[Selected extract Boundary: Start]

Between 1970 and 1990, there was a dramatic realignment of provincial politics, beginning with the virtual disappearance of the provincial Liberal Party and the rise to power of the New Democratic Party under Schreyer and Howard Pawley. In 1977, Sterling Lyon led the Conservative Party to victory on a platform of reducing the provincial debt and returning to free enterprise, but his government lasted only one term. In 1981, the NDP returned to power under Pawley. They were re-elected in 1985. The Lyon government, in fact, was the only one-term government in Manitoba's history to that time, as the political tradition of the province has been notable for its long-term stability, particularly during the era of the United Farmers of Manitoba and later coalition governments. Typical of the social democratic initiatives of the NDP was the introduction of a government-run automobile insurance plan and the 1987 plan to purchase Inter-City Gas Co. The government's attempt to increase bilingual services within the province aroused old passions, however, and was abandoned.
Late 1980s – Present
Howard Pawley's New Democratic Party was ousted in 1988 when Gary Filmon led the Conservatives to an upset minority victory. Filmon's government was precarious, and the Liberal opposition was extremely vocal in its opposition to the Meech Lake Accord (see also Meech Lake Accord: Document). Debate over the Accord dominated the provincial agenda and was finally killed by procedural tactics led by NDP Cree MLA Elijah Harper. Filmon went to the polls immediately following the death of the Accord in 1990 and eked out a slim majority victory. This majority enabled Filmon to finally dictate the legislative agenda, and he began concentrating his government's efforts at bringing the province's rising financial debt under control. His government's success in this endeavour won Filmon an increased majority in April 1995.
Beginning with the election of Gary Doer in 1999, the NDP dominated provincial politics until 2016. In 2009, Doer was nominated to serve as ambassador to the United States and selected one of his MLAs, Greg Selinger, to replace him. In the 2011 election, Selinger returned with a majority government.
Selinger’s leadership was challenged in the fall of 2014 when five cabinet members left their posts, sparking an NDP leadership race in the winter of 2015. While Selinger survived the leadership race, he was ousted as premier about a year later. In April 2016, Manitobans elected Progressive Conservative leader Brian Pallister to a majority government, ending 17 years of NDP rule. The win was historic: the PCs took 40 of the province’s 57 seats, one of the largest majorities in provincial history. Pallister campaigned on promises of austerity. He vowed to reverse an increase to the provincial sales tax, as well as eliminate a budget deficit.
In the summer of 2019, Pallister called a general election about a year earlier than required by law. According to Pallister, his government had met most of its promises and needed a new mandate from voters. On 10 September 2019, the PCs again won a majority government, this time taking 36 seats.
On 1 September 2021, Pallister resigned as premier. He resigned his seat in the legislature on 4 October. His departure came amid various criticisms, including his government’s handling of the COVID-19 pandemic and its strained relations with Manitoba’s Indigenous communities. On 30 October, the Progressive Conservative Party held a leadership race. Heather Stefanson, Pallister’s former deputy premier, beat Shelly Glover, a former Cabinet minister in Stephen Harper’s government, by 363 votes. Glover refused to concede and launched a legal challenge. Stefanson, however, was sworn in as premier on 2 November. She is Manitoba’s first female premier.

[Selected extract Boundary: End]

● **Task**
Quote the stretch of the passage on Manitoba politics from "On 1 September" through "first female premier.". The records have nothing to do with the passage on Manitoba politics.

[Records shown Boundary: Start]

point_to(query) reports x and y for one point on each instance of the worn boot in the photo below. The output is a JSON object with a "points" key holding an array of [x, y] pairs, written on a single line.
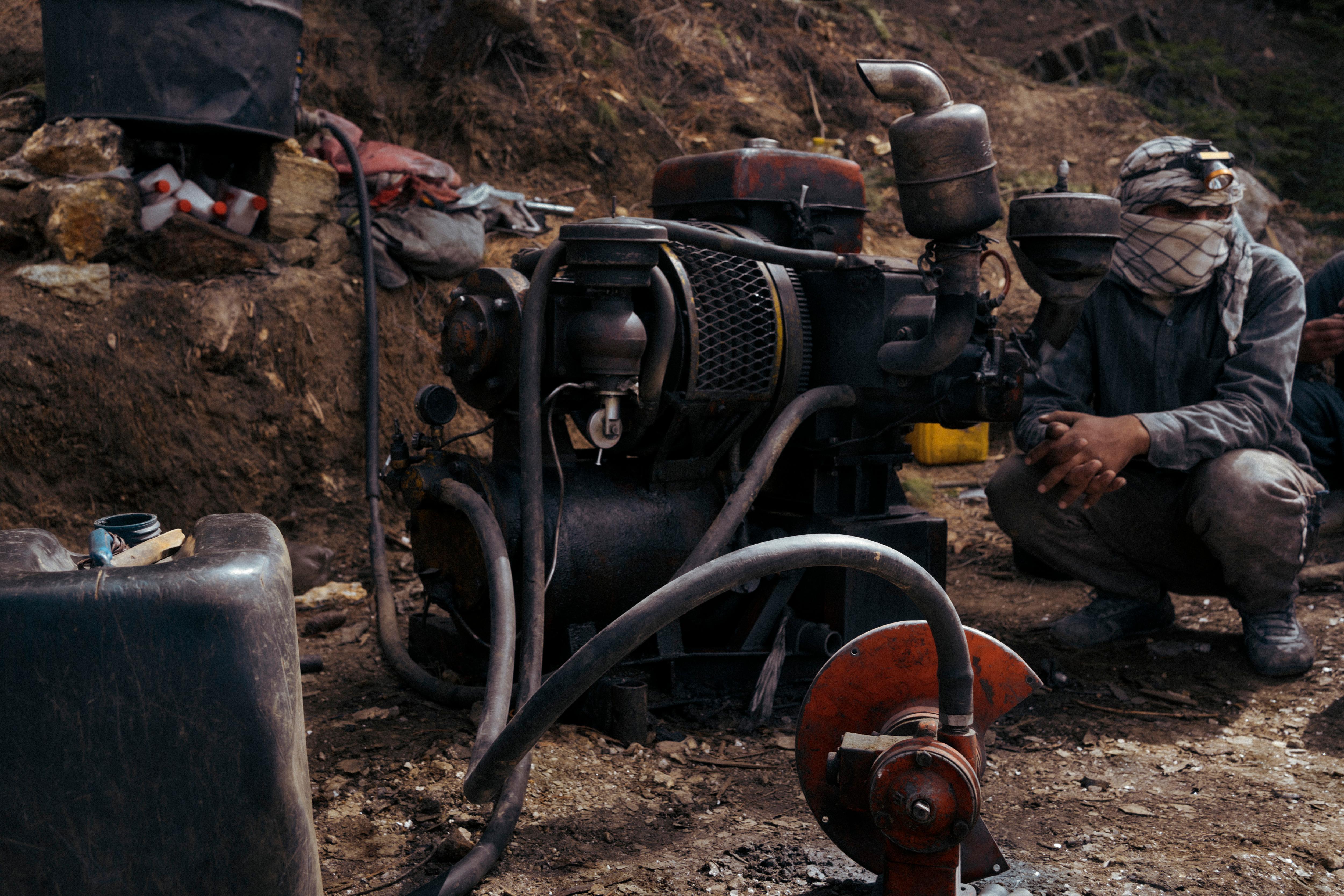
{"points": [[1109, 618], [1277, 644]]}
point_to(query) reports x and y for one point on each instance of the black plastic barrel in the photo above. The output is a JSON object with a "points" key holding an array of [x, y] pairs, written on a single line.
{"points": [[152, 721], [197, 64]]}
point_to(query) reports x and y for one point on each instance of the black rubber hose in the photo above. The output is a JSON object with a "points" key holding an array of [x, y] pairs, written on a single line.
{"points": [[763, 465], [611, 645], [509, 804], [389, 635], [531, 351], [800, 258], [499, 672], [659, 354], [953, 323], [467, 874]]}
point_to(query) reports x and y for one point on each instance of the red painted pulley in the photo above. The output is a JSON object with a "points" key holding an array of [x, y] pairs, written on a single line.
{"points": [[873, 769]]}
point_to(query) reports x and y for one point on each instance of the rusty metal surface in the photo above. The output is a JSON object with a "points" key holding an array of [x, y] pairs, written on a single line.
{"points": [[931, 776], [480, 335], [873, 682]]}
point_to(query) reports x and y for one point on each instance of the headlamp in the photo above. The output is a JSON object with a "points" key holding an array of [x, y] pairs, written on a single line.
{"points": [[1214, 167]]}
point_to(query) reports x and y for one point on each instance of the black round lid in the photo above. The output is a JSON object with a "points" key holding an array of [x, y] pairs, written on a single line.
{"points": [[436, 405]]}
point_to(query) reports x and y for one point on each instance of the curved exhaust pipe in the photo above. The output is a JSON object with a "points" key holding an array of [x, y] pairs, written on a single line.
{"points": [[905, 81]]}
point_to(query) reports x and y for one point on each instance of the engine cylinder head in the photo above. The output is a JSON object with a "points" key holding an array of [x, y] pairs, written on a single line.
{"points": [[612, 252]]}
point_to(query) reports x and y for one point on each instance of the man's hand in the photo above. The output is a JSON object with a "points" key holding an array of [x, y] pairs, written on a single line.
{"points": [[1322, 339], [1088, 453]]}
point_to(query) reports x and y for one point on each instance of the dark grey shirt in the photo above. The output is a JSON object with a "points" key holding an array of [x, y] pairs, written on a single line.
{"points": [[1175, 373]]}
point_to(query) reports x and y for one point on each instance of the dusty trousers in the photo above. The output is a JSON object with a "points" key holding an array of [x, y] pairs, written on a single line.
{"points": [[1238, 526]]}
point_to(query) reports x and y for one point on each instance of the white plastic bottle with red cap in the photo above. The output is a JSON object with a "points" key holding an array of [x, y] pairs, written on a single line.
{"points": [[162, 182], [242, 210], [197, 202]]}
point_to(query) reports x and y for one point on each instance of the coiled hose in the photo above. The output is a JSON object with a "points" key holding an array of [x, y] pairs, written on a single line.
{"points": [[569, 683], [468, 872], [389, 635]]}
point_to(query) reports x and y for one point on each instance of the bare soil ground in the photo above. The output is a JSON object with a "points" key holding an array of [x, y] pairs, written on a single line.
{"points": [[1226, 784], [1240, 793]]}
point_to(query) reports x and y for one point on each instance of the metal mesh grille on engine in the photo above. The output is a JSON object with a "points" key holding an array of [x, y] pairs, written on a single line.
{"points": [[737, 319]]}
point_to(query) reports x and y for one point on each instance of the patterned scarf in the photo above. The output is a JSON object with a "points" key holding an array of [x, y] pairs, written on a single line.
{"points": [[1164, 257]]}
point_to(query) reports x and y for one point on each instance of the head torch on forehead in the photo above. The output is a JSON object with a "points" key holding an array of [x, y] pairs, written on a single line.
{"points": [[1213, 167]]}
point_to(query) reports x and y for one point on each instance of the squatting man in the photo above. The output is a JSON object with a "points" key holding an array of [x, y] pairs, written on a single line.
{"points": [[1159, 449]]}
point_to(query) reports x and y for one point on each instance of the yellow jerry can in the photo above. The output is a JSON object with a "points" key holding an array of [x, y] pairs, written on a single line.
{"points": [[936, 445]]}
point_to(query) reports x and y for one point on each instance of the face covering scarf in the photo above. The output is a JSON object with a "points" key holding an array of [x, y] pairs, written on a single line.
{"points": [[1164, 257]]}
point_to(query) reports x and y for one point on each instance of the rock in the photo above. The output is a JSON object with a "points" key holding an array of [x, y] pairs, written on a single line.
{"points": [[333, 245], [385, 845], [331, 594], [302, 194], [17, 172], [324, 621], [81, 284], [311, 565], [1213, 749], [456, 845], [91, 217], [22, 112], [76, 147], [216, 314], [190, 249], [292, 252], [1135, 809], [11, 142], [22, 217], [353, 633], [1257, 203]]}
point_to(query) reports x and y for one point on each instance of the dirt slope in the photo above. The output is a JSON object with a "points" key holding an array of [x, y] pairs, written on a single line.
{"points": [[173, 422]]}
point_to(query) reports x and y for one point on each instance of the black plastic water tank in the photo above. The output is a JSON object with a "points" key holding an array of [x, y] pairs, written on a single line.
{"points": [[199, 64], [154, 723]]}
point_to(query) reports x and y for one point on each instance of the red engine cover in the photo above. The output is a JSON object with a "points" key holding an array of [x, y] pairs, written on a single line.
{"points": [[755, 187]]}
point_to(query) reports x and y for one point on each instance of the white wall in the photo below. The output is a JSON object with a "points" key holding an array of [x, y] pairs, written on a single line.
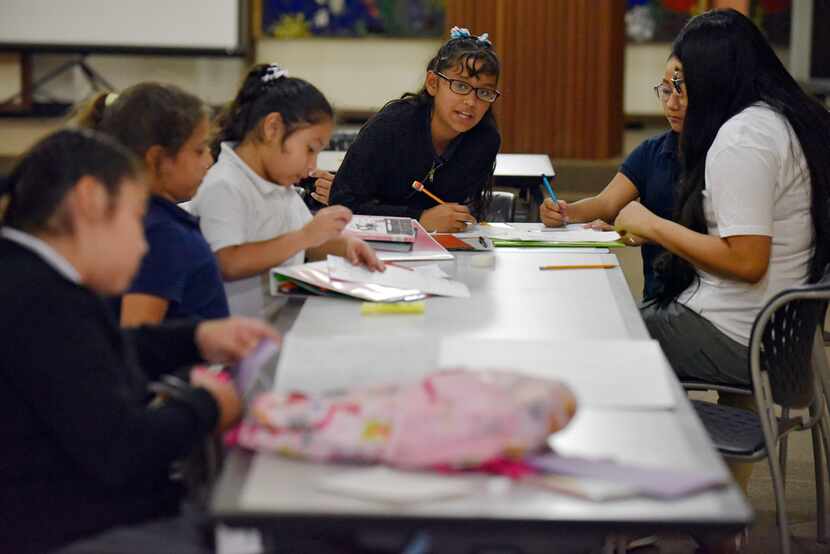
{"points": [[355, 74], [360, 74]]}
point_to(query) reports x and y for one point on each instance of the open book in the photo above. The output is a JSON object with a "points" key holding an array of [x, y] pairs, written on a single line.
{"points": [[396, 234]]}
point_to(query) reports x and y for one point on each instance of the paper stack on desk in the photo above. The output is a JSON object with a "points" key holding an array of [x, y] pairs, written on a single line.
{"points": [[336, 276], [573, 235]]}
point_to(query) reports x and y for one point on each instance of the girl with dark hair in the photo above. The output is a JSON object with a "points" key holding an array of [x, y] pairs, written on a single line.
{"points": [[649, 174], [752, 210], [250, 214], [82, 449], [168, 129], [445, 136]]}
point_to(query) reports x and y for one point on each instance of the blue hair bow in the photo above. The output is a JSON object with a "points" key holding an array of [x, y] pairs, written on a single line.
{"points": [[463, 32]]}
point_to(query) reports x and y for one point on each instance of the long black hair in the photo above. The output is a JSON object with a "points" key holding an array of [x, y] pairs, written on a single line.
{"points": [[727, 67], [266, 90], [40, 181], [474, 56]]}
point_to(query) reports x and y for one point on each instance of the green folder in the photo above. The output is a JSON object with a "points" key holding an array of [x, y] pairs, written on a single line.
{"points": [[499, 243]]}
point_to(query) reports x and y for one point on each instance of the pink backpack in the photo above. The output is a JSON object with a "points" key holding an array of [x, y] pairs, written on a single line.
{"points": [[454, 418]]}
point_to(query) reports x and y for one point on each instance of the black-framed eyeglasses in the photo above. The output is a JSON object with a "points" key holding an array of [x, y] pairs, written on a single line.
{"points": [[464, 88], [664, 92]]}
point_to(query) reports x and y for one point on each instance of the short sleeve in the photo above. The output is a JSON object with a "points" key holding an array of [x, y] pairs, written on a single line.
{"points": [[740, 183], [221, 211], [163, 271], [637, 166]]}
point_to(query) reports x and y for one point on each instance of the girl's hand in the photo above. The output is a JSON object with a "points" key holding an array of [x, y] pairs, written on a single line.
{"points": [[223, 392], [635, 219], [446, 218], [326, 225], [553, 214], [229, 340], [360, 253], [322, 186]]}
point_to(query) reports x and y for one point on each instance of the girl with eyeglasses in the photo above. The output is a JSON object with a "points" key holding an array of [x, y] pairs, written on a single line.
{"points": [[751, 210], [445, 136], [649, 174]]}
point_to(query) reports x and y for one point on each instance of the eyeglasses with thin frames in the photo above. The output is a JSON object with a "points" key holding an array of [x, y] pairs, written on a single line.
{"points": [[464, 88], [664, 93]]}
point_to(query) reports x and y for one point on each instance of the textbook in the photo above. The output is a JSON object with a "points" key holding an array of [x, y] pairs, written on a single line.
{"points": [[466, 243], [337, 277], [379, 229]]}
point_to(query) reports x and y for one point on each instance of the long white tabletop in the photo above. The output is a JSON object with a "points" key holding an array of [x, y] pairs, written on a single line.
{"points": [[510, 298], [507, 165]]}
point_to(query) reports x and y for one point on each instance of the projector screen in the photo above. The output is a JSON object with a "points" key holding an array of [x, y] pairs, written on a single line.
{"points": [[207, 27]]}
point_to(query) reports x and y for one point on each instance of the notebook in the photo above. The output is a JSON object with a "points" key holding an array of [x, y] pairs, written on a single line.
{"points": [[381, 229]]}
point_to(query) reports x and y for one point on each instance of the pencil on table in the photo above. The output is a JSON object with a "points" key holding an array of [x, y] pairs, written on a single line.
{"points": [[578, 266], [419, 186]]}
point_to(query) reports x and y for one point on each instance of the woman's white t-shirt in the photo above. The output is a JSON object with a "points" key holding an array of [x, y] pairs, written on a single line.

[Records shown Boundary: End]

● **Your response**
On 1 September 2021, Pallister resigned as premier. He resigned his seat in the legislature on 4 October. His departure came amid various criticisms, including his government’s handling of the COVID-19 pandemic and its strained relations with Manitoba’s Indigenous communities. On 30 October, the Progressive Conservative Party held a leadership race. Heather Stefanson, Pallister’s former deputy premier, beat Shelly Glover, a former Cabinet minister in Stephen Harper’s government, by 363 votes. Glover refused to concede and launched a legal challenge. Stefanson, however, was sworn in as premier on 2 November. She is Manitoba’s first female premier.